_Given text_
=== Section Start ===
RabbitmqMemoryHigh #
A node use more than 90% of allocated RAM
Alert Rule
alert: RabbitmqMemoryHigh
annotations:
description: |-
A node use more than 90% of allocated RAM
VALUE = {{ $value }}
LABELS = {{ $labels }}
runbook: https://srerun.github.io/prometheus-alerts/runbooks/rabbitmq-exporter/rabbitmqmemoryhigh/
summary: RabbitMQ memory high (instance {{ $labels.instance }})
expr: rabbitmq_process_resident_memory_bytes / rabbitmq_resident_memory_limit_bytes
* 100 > 90
for: 2m
labels:
severity: warning
Meaning #
The RabbitmqMemoryHigh alert is triggered when the resident memory usage of a RabbitMQ node exceeds 90% of the allocated RAM. This alert indicates that the RabbitMQ instance is consuming a large amount of memory, which can lead to performance issues, slow message processing, and even node crashes.
Impact #
- Performance degradation: High memory usage can slow down message processing, leading to increased latency and decreased throughput.
- Node instability: Prolonged high memory usage can cause the RabbitMQ node to crash, resulting in message loss and downtime.
- Cascading failures: If multiple nodes experience high memory usage, it can lead to a cascading failure of the entire RabbitMQ cluster.
Diagnosis #
To diagnose the issue, follow these steps:
- Check the RabbitMQ node’s memory usage: Verify the current memory usage using the Prometheus metric
rabbitmq_process_resident_memory_bytes
. - Identify the root cause: Investigate the cause of high memory usage, such as:
- Increased message volume
- Large message sizes
- Inefficient message processing
- Resource-intensive plugins or extensions
- Review RabbitMQ configuration: Check the RabbitMQ configuration to ensure that it is optimized for the current workload.
- Monitor node performance: Observe the node’s performance metrics, such as CPU usage, to determine if there are any underlying performance issues.
Mitigation #
To mitigate the issue, follow these steps:
- Reduce message volume: Implement measures to reduce the message volume, such as:
- Load balancing
- Message filtering
- Queue length reduction
- Optimize message processing: Improve message processing efficiency by:
- Optimizing plugin configurations
- Implementing message batching
- Reducing message sizes
- Increase allocated RAM: Consider increasing the allocated RAM for the RabbitMQ node to ensure it has sufficient resources.
- Restart the RabbitMQ node: If the issue persists, restart the RabbitMQ node to clear out any temporary memory allocations.
- Implement permanent fixes: Implement permanent fixes, such as optimization of RabbitMQ configuration, plugin updates, or architecture changes, to prevent similar issues in the future.
=== Section End ===
_Stored entries_
=== Section Start ===
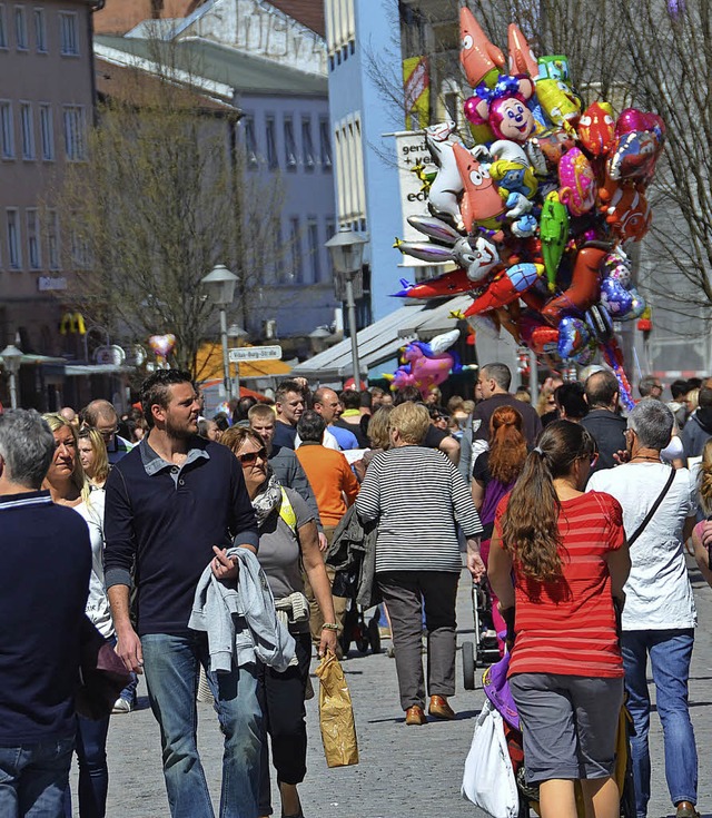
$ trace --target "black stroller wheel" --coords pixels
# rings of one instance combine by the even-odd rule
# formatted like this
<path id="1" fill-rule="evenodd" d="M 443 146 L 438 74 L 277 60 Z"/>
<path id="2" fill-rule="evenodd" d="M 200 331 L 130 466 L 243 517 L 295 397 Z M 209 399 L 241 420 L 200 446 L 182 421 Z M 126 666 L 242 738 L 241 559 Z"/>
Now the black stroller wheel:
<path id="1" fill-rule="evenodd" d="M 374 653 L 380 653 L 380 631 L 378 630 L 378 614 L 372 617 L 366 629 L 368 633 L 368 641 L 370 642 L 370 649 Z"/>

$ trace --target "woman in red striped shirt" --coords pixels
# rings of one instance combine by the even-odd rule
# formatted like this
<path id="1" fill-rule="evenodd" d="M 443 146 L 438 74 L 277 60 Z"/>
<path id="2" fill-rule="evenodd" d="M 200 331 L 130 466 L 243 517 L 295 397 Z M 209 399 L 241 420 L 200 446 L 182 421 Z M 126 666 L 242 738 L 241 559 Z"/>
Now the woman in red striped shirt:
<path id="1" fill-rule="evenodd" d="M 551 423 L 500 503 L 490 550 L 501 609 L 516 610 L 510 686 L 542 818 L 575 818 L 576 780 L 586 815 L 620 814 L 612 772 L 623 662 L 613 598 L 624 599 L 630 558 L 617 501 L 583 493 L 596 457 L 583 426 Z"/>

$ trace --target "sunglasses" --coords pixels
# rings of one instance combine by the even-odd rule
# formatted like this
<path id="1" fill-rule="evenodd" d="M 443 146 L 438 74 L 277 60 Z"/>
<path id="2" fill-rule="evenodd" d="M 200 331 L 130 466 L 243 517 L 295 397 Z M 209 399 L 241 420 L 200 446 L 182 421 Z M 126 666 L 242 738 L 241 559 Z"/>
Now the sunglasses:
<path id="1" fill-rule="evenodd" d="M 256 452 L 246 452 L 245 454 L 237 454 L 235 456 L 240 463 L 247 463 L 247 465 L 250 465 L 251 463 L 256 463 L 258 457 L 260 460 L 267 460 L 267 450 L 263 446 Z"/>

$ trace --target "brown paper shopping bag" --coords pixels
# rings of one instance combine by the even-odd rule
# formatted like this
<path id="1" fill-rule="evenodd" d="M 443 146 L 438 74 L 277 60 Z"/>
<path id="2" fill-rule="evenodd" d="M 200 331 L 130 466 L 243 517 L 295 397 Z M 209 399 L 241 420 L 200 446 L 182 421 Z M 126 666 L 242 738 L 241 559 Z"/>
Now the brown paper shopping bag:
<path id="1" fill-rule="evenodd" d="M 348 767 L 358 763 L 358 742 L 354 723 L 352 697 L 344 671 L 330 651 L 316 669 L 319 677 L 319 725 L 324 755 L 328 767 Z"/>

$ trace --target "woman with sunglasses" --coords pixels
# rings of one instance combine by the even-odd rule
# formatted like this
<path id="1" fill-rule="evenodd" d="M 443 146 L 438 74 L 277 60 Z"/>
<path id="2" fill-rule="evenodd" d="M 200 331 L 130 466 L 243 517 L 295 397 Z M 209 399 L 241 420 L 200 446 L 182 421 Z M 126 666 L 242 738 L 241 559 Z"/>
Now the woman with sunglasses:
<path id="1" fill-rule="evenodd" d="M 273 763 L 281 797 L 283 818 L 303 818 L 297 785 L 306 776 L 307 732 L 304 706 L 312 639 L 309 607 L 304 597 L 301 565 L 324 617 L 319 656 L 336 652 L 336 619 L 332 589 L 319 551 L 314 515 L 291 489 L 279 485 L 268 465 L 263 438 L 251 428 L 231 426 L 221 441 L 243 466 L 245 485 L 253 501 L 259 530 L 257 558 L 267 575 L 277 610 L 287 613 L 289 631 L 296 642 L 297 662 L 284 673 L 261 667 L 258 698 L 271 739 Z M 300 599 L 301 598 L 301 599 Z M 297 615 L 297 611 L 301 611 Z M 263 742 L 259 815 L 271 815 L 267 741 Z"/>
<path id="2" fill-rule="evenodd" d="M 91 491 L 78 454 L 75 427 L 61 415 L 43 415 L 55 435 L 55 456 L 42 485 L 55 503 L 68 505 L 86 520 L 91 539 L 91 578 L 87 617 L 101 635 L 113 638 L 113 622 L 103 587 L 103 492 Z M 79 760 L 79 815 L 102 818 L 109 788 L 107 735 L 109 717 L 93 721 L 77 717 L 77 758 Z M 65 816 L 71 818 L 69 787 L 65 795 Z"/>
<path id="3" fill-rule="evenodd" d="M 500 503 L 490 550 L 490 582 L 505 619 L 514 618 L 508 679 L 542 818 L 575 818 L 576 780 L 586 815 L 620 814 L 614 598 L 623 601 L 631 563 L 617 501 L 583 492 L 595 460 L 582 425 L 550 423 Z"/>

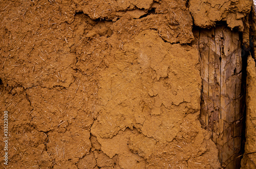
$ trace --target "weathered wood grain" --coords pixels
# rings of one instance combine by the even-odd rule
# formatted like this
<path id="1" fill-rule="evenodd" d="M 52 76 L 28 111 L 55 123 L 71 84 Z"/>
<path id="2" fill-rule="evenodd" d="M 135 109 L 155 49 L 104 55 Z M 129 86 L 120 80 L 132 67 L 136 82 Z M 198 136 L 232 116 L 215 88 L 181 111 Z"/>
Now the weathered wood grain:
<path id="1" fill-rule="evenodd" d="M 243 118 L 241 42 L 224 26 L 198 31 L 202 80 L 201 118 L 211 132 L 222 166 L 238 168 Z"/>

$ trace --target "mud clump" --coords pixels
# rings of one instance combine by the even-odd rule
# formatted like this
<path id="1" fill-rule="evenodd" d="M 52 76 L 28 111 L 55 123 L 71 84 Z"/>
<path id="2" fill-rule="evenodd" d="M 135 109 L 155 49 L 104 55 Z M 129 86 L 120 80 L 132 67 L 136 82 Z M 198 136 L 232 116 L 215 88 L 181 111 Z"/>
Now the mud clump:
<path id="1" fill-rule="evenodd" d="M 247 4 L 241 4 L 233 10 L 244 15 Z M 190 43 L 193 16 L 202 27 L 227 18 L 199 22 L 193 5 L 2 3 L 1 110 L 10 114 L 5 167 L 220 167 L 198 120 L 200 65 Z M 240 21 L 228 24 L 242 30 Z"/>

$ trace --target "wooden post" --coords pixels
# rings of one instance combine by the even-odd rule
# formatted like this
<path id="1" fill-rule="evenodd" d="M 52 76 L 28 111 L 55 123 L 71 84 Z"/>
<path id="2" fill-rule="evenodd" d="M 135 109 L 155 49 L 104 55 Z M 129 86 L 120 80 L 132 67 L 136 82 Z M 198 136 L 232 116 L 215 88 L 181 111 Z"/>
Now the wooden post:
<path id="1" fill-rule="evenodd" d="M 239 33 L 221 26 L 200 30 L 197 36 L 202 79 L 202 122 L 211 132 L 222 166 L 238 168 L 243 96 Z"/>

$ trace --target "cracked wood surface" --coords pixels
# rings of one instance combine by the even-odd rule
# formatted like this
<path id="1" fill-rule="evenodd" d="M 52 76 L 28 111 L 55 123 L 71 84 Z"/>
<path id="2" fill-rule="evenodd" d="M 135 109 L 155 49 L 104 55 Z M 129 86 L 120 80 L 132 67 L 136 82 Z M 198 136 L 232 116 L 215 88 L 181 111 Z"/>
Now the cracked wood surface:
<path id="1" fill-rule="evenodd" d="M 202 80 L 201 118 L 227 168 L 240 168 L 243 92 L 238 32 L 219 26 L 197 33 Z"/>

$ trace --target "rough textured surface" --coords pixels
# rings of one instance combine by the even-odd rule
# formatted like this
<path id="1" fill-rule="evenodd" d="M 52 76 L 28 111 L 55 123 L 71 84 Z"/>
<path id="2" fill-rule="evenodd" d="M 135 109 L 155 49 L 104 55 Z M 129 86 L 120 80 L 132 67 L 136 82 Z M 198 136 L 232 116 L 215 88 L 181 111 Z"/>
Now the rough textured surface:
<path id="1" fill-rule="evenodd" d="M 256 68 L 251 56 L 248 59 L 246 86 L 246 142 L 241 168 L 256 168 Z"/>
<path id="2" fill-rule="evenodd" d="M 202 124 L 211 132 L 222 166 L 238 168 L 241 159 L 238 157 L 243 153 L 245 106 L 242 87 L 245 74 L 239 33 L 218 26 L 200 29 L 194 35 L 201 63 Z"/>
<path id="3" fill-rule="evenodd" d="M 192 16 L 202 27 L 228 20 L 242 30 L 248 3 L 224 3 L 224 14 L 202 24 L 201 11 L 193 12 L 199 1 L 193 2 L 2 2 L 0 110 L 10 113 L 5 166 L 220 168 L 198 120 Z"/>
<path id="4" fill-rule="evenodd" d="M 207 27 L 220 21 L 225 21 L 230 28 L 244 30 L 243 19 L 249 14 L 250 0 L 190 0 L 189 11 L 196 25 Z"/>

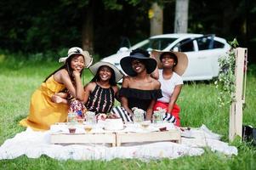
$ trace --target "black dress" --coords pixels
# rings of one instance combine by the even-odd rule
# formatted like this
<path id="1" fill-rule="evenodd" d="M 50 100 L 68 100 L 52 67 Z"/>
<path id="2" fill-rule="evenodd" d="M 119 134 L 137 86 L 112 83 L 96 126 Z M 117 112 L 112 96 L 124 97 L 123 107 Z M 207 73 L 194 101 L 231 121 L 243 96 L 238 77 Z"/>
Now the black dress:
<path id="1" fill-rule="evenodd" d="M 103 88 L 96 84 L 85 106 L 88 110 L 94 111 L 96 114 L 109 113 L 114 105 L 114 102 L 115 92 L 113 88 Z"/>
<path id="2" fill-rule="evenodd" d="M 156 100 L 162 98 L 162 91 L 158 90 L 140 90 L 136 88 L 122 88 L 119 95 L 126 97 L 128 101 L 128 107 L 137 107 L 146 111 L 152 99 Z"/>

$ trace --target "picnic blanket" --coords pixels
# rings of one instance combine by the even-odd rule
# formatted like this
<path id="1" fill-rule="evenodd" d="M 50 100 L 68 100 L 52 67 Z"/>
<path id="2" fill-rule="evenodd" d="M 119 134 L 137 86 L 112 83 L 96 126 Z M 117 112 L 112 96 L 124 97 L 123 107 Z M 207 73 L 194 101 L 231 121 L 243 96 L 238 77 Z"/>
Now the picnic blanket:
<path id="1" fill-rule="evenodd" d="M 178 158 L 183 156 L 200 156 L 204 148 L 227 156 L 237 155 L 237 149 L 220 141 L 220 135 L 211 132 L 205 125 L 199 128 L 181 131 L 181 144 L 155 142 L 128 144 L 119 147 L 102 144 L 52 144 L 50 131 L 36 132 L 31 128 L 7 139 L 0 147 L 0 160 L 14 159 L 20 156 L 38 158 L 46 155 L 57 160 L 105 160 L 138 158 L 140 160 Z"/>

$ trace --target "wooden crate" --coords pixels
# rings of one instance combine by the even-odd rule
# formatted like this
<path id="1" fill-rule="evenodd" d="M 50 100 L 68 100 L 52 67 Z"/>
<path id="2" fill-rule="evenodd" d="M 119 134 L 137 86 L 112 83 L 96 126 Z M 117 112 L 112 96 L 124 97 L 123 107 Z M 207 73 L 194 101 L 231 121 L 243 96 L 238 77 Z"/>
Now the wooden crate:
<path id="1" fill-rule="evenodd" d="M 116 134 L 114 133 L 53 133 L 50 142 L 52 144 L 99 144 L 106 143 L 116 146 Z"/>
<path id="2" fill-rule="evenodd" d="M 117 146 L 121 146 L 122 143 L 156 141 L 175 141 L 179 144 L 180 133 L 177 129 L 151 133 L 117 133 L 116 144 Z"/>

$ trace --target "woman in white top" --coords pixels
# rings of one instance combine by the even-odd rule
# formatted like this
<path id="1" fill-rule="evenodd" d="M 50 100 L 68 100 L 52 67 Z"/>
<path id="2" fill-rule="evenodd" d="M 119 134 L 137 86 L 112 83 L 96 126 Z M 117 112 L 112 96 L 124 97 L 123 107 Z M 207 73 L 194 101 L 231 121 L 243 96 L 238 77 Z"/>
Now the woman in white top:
=== Section End ===
_Assigned task_
Retype the RabbitMQ memory alert runbook word for word, from "Diagnosis #" to "the current workload.".

_Task output_
Diagnosis #
To diagnose the issue, follow these steps:
- Check the RabbitMQ node’s memory usage: Verify the current memory usage using the Prometheus metric
rabbitmq_process_resident_memory_bytes
. - Identify the root cause: Investigate the cause of high memory usage, such as:
- Increased message volume
- Large message sizes
- Inefficient message processing
- Resource-intensive plugins or extensions
- Review RabbitMQ configuration: Check the RabbitMQ configuration to ensure that it is optimized for the current workload.